**Short problem**:
Locate the line that contains "Check that every instance of the stone". Copy it and every following line through the end of the records, exactly, and include nothing else.

[Point labeling examples]
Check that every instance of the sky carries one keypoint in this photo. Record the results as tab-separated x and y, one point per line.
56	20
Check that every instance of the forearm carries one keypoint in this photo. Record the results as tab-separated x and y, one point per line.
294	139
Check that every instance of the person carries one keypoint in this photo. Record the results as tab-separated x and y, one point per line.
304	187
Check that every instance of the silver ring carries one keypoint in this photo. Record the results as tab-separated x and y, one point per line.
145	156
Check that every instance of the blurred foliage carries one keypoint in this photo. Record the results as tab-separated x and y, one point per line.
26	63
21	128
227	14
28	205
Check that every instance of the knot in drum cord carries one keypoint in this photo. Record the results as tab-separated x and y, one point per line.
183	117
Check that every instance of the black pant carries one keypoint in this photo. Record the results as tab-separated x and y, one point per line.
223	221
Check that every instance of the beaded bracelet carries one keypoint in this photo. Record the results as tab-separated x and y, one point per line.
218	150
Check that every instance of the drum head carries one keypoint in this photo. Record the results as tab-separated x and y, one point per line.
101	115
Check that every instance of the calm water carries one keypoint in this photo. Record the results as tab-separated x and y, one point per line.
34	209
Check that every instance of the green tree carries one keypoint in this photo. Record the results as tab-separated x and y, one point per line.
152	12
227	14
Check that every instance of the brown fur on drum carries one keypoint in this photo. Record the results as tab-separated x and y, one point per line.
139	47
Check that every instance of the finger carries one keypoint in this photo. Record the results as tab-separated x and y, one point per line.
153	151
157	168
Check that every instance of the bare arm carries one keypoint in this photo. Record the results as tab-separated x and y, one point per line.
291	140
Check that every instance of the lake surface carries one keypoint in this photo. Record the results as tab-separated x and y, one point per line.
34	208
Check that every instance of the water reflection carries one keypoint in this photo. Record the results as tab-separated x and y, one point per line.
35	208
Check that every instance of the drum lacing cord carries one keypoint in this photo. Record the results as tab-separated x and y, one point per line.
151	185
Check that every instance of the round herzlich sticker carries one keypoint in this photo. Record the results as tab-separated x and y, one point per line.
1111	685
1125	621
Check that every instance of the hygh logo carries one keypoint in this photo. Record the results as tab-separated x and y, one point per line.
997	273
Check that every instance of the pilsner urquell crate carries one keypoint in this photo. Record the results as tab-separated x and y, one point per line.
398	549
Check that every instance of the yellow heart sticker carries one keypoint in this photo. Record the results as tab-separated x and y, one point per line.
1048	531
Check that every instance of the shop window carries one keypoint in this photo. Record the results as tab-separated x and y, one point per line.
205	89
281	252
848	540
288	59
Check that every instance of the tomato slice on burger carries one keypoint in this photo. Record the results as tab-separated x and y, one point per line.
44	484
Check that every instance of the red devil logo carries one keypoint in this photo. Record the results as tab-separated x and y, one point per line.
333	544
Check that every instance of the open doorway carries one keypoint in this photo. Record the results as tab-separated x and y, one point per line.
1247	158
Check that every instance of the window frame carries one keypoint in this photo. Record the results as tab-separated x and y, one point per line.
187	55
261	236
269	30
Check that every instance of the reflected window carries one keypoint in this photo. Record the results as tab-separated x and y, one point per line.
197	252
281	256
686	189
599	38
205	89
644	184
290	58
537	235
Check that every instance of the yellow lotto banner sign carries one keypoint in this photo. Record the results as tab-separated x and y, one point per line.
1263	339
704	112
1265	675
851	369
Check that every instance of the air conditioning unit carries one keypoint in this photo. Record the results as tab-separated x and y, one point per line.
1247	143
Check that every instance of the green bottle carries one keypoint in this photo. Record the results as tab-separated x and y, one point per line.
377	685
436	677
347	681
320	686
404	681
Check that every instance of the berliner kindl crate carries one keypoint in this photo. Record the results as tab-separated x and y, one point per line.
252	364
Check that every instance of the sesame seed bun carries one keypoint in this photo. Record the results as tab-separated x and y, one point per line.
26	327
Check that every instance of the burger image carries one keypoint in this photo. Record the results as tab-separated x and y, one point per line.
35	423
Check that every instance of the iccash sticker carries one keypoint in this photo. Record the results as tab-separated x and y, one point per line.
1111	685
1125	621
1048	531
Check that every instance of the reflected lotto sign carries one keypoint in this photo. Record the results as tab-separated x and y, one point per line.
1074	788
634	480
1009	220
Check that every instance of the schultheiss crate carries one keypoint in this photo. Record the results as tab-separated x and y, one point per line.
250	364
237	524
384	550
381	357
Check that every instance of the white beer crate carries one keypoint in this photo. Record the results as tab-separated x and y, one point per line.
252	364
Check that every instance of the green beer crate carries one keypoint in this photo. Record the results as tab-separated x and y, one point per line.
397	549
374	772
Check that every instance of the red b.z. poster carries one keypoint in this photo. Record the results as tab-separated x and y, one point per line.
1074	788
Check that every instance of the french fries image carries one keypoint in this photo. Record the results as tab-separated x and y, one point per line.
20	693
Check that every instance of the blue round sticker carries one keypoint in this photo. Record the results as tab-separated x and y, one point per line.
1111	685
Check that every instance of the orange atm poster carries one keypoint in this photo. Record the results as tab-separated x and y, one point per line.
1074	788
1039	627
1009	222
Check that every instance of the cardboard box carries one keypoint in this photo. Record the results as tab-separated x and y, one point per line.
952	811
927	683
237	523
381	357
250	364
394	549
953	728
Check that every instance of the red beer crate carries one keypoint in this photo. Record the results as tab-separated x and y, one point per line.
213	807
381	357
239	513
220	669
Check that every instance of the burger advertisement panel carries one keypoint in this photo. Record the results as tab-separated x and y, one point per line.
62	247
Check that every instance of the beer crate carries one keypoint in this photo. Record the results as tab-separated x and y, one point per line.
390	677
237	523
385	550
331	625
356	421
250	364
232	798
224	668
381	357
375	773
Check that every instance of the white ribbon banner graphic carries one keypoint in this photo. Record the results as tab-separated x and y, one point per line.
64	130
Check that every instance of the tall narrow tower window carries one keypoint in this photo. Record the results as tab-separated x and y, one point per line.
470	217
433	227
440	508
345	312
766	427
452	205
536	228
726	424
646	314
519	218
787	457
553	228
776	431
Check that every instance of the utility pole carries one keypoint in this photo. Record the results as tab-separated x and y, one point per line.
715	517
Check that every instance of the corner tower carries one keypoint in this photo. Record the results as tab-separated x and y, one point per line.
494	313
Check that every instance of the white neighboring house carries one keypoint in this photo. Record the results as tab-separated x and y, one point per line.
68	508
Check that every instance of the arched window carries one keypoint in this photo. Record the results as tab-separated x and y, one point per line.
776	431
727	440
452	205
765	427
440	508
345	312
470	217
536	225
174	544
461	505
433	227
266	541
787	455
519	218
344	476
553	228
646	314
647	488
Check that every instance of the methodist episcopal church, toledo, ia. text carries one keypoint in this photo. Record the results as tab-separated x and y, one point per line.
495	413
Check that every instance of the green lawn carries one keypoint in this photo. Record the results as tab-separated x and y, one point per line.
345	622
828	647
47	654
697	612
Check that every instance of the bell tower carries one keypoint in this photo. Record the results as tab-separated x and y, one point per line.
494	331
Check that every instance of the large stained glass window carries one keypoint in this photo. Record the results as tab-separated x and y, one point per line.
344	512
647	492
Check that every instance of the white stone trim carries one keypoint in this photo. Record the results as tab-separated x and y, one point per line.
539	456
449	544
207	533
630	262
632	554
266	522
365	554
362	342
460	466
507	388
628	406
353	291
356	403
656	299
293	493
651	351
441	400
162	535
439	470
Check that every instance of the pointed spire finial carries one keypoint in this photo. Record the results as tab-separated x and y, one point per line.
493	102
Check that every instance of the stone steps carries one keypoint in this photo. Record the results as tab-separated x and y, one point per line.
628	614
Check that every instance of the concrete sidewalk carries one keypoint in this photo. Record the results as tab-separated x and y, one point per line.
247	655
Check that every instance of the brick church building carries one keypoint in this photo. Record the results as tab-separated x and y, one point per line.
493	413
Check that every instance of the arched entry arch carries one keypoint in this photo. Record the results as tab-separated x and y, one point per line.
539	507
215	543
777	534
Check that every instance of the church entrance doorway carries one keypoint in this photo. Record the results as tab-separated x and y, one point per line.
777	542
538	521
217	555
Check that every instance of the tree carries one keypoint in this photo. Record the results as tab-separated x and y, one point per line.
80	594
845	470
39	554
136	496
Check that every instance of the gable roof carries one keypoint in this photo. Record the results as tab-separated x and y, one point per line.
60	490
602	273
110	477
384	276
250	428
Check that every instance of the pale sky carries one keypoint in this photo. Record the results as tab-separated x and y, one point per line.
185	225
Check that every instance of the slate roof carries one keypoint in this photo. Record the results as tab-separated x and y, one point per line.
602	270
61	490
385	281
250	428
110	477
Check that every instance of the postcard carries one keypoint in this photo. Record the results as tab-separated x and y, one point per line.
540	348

**Complete response**:
Check that every instance of the stone steps carries one keypoint in this photo. Record the results as tab-separated x and y, one point per line.
628	614
Check that every instance of the concrete sidewalk carries one keypoint in this photo. Record the results as tab-separated x and y, one point per line.
247	655
Check that every instance of the brick church building carries one keypoint in this photo. Record the results as tab-separated x and y, one point per line.
493	413
Check that every instance of the arched entry arch carries one keypoint in this photo. Record the results as tab-separated x and y, one point per line.
539	507
215	543
777	534
Check that every instance of the church entrance doorway carries one keypoint in this photo. Record the results as tab-separated x and y, one point per line.
777	542
538	521
217	555
Check that every instance of the tree carries one keypoint in this photo. Record the results as tab-separated x and y, one point per line.
80	594
845	470
39	554
136	496
Check that every instance of the gable roof carries one keypoint in this photo. Record the results as tab-separated x and y, one point per line.
60	490
602	273
110	477
384	276
250	428
Check that every instance of the pale sky carries one keypoint in this photo. Record the results as tab-separated x and y, one point per line.
185	225
Check that every instance of the slate roof carries one keypoint in this photo. Record the results as tab-separated x and y, one point per line.
602	270
61	490
385	281
250	428
110	477
Check that every instance of the postcard carries one keypoint in this photo. Record the results as tab-separated x and y, one point per line.
540	348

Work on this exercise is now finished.